(Problem to work on): Quote, word for word, every line starting at the line that contains "Phrase: red object on floor" and ending with the last line of the records; include both of these lines and no others.

Entries from a dataset:
------------------------------------
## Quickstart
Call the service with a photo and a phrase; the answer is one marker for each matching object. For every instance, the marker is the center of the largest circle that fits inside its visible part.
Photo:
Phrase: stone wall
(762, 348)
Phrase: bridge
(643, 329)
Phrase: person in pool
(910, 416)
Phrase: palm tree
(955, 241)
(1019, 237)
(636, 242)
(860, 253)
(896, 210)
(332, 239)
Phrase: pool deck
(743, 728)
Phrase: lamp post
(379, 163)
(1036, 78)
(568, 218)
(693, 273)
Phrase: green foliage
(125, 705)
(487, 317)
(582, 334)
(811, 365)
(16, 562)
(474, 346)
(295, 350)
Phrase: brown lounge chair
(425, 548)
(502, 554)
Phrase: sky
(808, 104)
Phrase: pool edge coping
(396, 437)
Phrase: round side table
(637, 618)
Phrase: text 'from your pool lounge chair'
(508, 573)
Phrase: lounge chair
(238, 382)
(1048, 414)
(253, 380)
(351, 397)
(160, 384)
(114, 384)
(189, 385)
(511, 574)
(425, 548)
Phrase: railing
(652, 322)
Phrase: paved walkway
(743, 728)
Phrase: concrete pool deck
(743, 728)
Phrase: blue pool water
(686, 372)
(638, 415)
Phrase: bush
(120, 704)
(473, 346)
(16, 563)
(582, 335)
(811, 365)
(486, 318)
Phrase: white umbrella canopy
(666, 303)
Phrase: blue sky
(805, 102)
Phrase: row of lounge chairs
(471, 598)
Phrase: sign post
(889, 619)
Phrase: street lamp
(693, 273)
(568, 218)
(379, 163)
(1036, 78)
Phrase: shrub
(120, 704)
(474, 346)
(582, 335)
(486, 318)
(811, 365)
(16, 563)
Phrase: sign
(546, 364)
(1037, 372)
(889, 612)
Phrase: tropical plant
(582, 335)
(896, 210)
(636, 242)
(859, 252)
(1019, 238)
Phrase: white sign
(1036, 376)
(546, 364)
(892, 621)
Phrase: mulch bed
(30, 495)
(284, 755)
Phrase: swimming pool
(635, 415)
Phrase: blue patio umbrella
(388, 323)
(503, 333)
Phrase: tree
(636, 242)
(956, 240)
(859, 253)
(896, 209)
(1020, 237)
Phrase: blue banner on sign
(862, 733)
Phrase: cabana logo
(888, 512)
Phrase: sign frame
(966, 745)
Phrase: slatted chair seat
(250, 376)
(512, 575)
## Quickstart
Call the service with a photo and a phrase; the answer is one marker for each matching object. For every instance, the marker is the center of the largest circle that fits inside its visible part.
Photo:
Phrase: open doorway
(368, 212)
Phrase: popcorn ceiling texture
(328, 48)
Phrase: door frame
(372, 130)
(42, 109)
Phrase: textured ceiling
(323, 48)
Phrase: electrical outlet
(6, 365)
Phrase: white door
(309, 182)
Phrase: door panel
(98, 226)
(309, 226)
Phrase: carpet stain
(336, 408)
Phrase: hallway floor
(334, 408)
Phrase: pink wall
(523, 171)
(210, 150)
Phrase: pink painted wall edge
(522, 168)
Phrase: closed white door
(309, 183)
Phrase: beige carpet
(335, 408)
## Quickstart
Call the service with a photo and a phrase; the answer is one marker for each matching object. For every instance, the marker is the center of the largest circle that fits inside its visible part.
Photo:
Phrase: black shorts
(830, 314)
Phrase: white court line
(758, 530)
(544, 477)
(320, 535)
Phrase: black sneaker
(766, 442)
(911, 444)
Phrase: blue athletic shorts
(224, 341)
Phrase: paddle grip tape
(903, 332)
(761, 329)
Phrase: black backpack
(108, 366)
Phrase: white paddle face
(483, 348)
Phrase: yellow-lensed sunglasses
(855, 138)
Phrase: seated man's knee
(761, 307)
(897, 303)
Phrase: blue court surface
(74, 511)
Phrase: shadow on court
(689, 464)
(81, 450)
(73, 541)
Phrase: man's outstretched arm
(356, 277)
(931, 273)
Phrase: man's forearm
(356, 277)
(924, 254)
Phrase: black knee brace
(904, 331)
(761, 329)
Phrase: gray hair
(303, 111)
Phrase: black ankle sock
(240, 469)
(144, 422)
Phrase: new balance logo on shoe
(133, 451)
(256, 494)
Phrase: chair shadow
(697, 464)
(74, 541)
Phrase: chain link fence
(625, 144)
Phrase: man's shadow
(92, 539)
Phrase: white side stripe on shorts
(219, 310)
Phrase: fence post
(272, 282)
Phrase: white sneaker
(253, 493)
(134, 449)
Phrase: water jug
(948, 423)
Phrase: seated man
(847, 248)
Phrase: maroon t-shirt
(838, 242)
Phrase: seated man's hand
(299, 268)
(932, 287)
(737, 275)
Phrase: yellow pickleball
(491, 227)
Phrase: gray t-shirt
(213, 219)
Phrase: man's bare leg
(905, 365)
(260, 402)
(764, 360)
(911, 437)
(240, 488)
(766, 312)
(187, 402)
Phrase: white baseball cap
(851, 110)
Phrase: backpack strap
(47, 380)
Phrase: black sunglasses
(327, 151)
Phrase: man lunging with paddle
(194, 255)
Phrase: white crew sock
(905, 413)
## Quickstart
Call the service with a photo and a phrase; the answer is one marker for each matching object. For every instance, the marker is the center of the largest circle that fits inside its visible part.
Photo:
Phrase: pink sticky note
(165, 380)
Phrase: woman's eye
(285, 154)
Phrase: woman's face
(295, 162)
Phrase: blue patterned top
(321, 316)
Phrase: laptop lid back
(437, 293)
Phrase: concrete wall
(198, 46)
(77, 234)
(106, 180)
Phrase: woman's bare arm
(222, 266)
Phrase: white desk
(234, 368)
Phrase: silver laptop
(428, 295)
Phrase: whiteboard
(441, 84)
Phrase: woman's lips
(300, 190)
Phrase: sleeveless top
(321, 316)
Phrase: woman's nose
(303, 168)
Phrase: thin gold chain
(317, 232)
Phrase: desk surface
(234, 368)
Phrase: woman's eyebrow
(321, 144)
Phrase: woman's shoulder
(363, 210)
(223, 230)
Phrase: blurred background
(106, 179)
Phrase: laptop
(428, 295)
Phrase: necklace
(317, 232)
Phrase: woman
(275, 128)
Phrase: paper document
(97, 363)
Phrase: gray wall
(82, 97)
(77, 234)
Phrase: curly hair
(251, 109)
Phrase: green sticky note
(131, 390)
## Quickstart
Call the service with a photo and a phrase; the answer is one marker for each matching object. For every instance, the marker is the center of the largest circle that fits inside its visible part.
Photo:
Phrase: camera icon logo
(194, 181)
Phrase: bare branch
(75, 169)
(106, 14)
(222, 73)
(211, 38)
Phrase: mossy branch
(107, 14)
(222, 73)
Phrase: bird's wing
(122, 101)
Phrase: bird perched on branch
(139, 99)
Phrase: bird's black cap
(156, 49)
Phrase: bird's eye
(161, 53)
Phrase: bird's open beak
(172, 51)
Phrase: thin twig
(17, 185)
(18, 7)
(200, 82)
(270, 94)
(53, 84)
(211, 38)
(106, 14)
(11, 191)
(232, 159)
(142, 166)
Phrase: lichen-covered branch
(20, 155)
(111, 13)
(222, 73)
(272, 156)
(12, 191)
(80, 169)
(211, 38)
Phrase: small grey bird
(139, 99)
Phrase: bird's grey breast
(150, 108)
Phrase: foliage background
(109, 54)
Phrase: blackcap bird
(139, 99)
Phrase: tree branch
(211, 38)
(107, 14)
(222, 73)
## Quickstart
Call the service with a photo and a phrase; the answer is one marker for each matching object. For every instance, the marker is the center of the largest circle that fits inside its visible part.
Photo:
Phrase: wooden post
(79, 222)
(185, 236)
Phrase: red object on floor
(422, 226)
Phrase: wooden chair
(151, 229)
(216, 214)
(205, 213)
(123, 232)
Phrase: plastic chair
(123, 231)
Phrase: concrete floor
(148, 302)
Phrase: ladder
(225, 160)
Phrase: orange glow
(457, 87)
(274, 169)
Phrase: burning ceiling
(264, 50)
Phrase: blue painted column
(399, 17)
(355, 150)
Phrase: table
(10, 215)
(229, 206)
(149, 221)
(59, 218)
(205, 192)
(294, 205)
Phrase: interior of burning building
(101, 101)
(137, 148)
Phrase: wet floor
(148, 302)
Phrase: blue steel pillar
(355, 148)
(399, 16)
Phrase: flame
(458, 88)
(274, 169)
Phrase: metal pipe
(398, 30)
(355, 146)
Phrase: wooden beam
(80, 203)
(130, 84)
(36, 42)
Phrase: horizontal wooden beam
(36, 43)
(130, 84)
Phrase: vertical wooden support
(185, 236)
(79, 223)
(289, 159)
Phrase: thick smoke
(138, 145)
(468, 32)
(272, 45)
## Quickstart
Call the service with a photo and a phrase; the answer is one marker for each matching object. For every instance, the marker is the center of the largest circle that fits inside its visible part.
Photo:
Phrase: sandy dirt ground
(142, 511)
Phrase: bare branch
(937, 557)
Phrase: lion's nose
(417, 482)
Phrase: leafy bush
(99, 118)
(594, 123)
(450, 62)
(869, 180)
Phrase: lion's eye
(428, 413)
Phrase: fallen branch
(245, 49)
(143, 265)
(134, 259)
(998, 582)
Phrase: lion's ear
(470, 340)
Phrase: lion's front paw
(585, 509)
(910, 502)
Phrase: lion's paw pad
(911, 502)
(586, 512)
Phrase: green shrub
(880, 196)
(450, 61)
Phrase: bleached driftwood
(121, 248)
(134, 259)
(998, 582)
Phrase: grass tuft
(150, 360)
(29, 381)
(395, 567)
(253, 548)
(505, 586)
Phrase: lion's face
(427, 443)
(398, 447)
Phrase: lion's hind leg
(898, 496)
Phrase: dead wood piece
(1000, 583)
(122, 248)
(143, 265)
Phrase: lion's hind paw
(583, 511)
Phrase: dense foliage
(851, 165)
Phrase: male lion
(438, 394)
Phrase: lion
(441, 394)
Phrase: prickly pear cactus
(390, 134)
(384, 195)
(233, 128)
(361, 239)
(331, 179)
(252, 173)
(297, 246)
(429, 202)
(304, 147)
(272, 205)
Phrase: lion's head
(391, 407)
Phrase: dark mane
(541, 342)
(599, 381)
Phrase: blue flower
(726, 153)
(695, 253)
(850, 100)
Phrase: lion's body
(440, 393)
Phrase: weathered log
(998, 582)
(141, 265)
------------------------------------
(Complete output):
Phrase: red object on floor
(422, 226)
Phrase: wooden chair
(151, 229)
(216, 214)
(205, 213)
(123, 232)
Phrase: plastic chair
(123, 231)
Phrase: concrete floor
(148, 302)
Phrase: ladder
(225, 160)
Phrase: orange glow
(457, 87)
(274, 169)
Phrase: burning ceiling
(264, 50)
Phrase: blue painted column
(399, 17)
(355, 150)
Phrase: table
(10, 215)
(229, 206)
(149, 221)
(59, 218)
(205, 192)
(294, 205)
Phrase: interior of burning building
(101, 101)
(137, 148)
Phrase: wet floor
(148, 302)
Phrase: blue steel pillar
(355, 148)
(399, 16)
Phrase: flame
(458, 88)
(274, 169)
Phrase: metal pipe
(398, 30)
(355, 146)
Phrase: wooden beam
(80, 203)
(130, 84)
(36, 42)
Phrase: horizontal wooden beam
(36, 43)
(130, 84)
Phrase: vertical wooden support
(185, 236)
(79, 223)
(289, 159)
Phrase: thick smoke
(138, 145)
(468, 32)
(272, 45)
## Quickstart
Call the service with a photo and a phrase; the answer is one marker for each matching object. For every instance, the marker is the center of the largest circle that fits inside its visible part.
Photo:
Phrase: sandy dirt ground
(142, 511)
Phrase: bare branch
(937, 557)
Phrase: lion's nose
(417, 482)
Phrase: leafy bush
(99, 118)
(594, 123)
(450, 62)
(869, 180)
Phrase: lion's eye
(428, 413)
Phrase: fallen branch
(245, 49)
(143, 265)
(134, 259)
(998, 582)
Phrase: lion's ear
(470, 340)
Phrase: lion's front paw
(585, 509)
(910, 502)
Phrase: lion's paw pad
(911, 502)
(586, 512)
Phrase: green shrub
(880, 196)
(450, 61)
Phrase: bleached driftwood
(121, 248)
(134, 259)
(998, 582)
Phrase: grass tuft
(150, 360)
(29, 381)
(395, 567)
(253, 548)
(505, 586)
Phrase: lion's face
(427, 443)
(398, 447)
Phrase: lion's hind leg
(898, 496)
Phrase: dead wood piece
(1000, 583)
(122, 248)
(143, 265)
Phrase: lion's hind paw
(583, 511)
Phrase: dense foliage
(851, 165)
Phrase: male lion
(438, 394)
Phrase: lion
(441, 394)
Phrase: prickly pear cactus
(390, 134)
(384, 195)
(233, 128)
(361, 239)
(331, 179)
(252, 173)
(297, 246)
(429, 202)
(304, 147)
(272, 205)
Phrase: lion's head
(391, 407)
Phrase: dark mane
(541, 342)
(599, 381)
Phrase: blue flower
(726, 153)
(695, 253)
(850, 100)
Phrase: lion's body
(440, 393)
Phrase: weathered log
(998, 582)
(141, 265)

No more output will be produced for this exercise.